Right before Father's Day I found out my Father, Step-Mom and little Sister have been keeping from me that they don't believe in the church anymore and have not gone in two years. (My little sister over stated that because two years ago my dad was Sunday School President. So it must be just shy of two.) She is seventeen and had to tell me because the real adults were too busy basting themselves and stuffing themselves with seasoned bread crumbs. But it's all OK I am told, because they are on "A Journey".
I told my older sister about their lying to me for 2 years and leaving the church and she said, with a big grin on her face, "Awesome." I looked at her sideways and said, "I'm sorry?" And she said that she just meant it was great because it meant they were now on their journey. So two things, I had to be the bigger person and let it go in front of my kids. (Not that I believed a word of it, she secretly hates the church.) And there was that word again.

▸ **Apply what you read**:
1. Reproduce a portion of the passage about the family leaving the church, starting at "I told my older" and ending at "that word again.".
2. In the passage about the family leaving the church, what position did the writer's father hold two years earlier?
3. Proceed with the passage about the family leaving the church, picking up after its final sentence.

▸ **Source material**:
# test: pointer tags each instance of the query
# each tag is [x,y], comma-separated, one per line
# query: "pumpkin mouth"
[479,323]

▸ **Per-task answers**:
1.
I told my older sister about their lying to me for 2 years and leaving the church and she said, with a big grin on her face, "Awesome." I looked at her sideways and said, "I'm sorry?" And she said that she just meant it was great because it meant they were now on their journey. So two things, I had to be the bigger person and let it go in front of my kids. (Not that I believed a word of it, she secretly hates the church.) And there was that word again.

2. He was Sunday School President.

3.
Father's Day is the special day I went on my first date with Trace, Bella's DNA donor. He, too had left the church and was on what he called a journey, to find his truth. He said he was happy I had found mine in the church because he had tried but couldn't. I told him we were going in different directions. He said we were both going in the same direction because we were both on journeys to find our truths. I gotta admit I didn't get it. During our short relationship he would periodically get upset at me for not allowing him the "blessing" of "helping" me. He then was kind enough to help me out of an apartment I had lined up. He then helped me out of a job interview. He said I should move my stuff into his garage and hang out at his house and let him help me some more. He helped me get pregnant and then he helped me hate myself every hour of every day for the next three years after he bailed and proceeded to make decisions that were all about him and his life journey which included anything and everything he could think of without bounds to try and save himself any negative outcome. Financially, emotionally, socially. And at my expense if necessary. Or my girl's. He does "help" remind me that the church is 100% true, however. Because the year I started to come back to church HE is what Satan tried to throw at me. A person and his Journey.
I guess some people get tired of church service and want to do other things like sit down and concentrate really hard on themselves. Because it's really, really important to think for long periods of time about yourself in order to find your truth. So that when you're faced with a decision you know exactly how you should act in order to be true to yourself, to try and create outcomes that you need to have happen in order to make things better for you. So that you're happy. On your journey.
If your journey to find your truth means you're doing things like lying to your family or leaving a pivotal life situation that you helped create...then your truth is full of shit.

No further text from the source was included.